[Start Reading text]

- Born: July 5, 1965 (age 61)
- Genres: Jazz
- Instrument: Piano

= Eyran Katsenelenbogen =

Israeli jazz pianist

Eyran Katsenelenbogen (ערן קצנלנבוגן; born July 5, 1965) is an American jazz pianist.

== Background ==

Katsenelenbogen was born in 1965 and was first taught by Aida Barenboim, mother and teacher of pianist/conductor Daniel Barenboim. He went on to complete his music education at the New England Conservatory of Music in Boston, where he trained with Ran Blake, Paul Bley, Fred Hersch, Danilo Pérez, George Russell and Gunther Schuller.

Eyran Katsenelenbogen is a descendant of Rabbi Meir Katzenellenbogen (c. 1482 – 12 January 1565) who was born in Katzenelnbogen. On July 28, 2012, Eyran Katsenelenbogen performed a concert at the town hall of Katzenelnbogen, by invitation of the Mayor of Katzenelnbogen, Horst Klöppel, in celebration of the town’s 700th anniversary.

== Career ==

A classically trained pianist with a jazz style, Katsenelenbogen has performed throughout the world. Venues have included the Iridium Jazz Club, New York; Teatro di Marcello, Rome; the Tel-Aviv Jazz & Blues Festival; the Bechstein Centrum, Hamburg; Mirrors Hall, Saint Petersburg; Scullers Jazz Club, Boston; Shalin Liu Performance Center, Rockport, MA; Saint Joseph Theatre, Scarborough, UK; and the Glenn Gould Studio, Toronto. Radio and TV appearances include WGBH (FM), WERS and WHRB, USA; BBC Radio York, UK; Israel Broadcasting Authority (IBA), and Radio Télévision Belge Francophone (RTBF), Belgium.

[End Reading text]
[Start Data]

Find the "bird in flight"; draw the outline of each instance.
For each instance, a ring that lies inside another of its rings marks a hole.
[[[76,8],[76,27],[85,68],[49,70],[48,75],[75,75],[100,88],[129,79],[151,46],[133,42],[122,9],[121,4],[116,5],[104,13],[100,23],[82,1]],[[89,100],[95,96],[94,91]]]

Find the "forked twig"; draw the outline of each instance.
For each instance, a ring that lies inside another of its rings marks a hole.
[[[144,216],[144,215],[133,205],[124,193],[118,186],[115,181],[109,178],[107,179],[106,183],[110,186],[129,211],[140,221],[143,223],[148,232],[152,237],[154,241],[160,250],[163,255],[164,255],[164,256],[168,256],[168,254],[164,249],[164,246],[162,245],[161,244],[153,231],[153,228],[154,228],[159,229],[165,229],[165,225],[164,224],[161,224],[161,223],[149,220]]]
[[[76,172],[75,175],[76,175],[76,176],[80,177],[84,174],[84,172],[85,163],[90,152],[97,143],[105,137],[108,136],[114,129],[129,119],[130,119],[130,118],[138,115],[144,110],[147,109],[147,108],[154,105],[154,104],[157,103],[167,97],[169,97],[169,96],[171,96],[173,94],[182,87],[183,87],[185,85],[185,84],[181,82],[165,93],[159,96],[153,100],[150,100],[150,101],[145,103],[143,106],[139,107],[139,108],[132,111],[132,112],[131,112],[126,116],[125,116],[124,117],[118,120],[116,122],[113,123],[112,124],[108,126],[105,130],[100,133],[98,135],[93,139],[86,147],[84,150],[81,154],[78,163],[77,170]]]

[End Data]

• _Goals_
1. In the pianist's biography, which teachers did he train with at the New England Conservatory of Music?
2. According to the pianist's biography, who invited him to perform at the town hall of Katzenelnbogen in 2012?
3. Write the next part of the pianist's biography, continuing after its last sentence.

• _Response list_
1. Ran Blake, Paul Bley, Fred Hersch, Danilo Pérez, George Russell, Gunther Schuller

2. Horst Klöppel, the Mayor of Katzenelnbogen.

3.
Katsenelenbogen's recordings have been reviewed by jazz publications such as Jazziz, JazzTimes, Jazz Journal International and All About Jazz, which stated in its review of Katsenelenbogen's previous release: "88 Fingers is truly a virtuoso's work. Perhaps Katsenelenbogen is most in league with Art Tatum for this fact: he sets the bar towards which other pianists must strive."

Since 1996, Katsenelenbogen has held a faculty position at the New England Conservatory of Music (NEC) Preparatory School and School of Continuing Education in Boston. At NEC, he has pioneered innovative techniques for teaching improvisation to students with special abilities and diverse needs. As the first piano teacher of jazz prodigy Matt Savage, Katsenelenbogen helped kick off Savage's recording career at the age of seven with their CD One is Not Fun, but 20 is Plenty.

In addition to solo touring, Katsenelenbogen has also performed with his Pictures At An Exhibition: Classical Meets Jazz collaboration with Russian classical pianist Andrei Ivanovitch. Following performances in Germany and Russia, the American premiere of Pictures At An Exhibition: Classical Meets Jazz took place at Jordan Hall in Boston on May 24, 2009, and was released on DVD the following year.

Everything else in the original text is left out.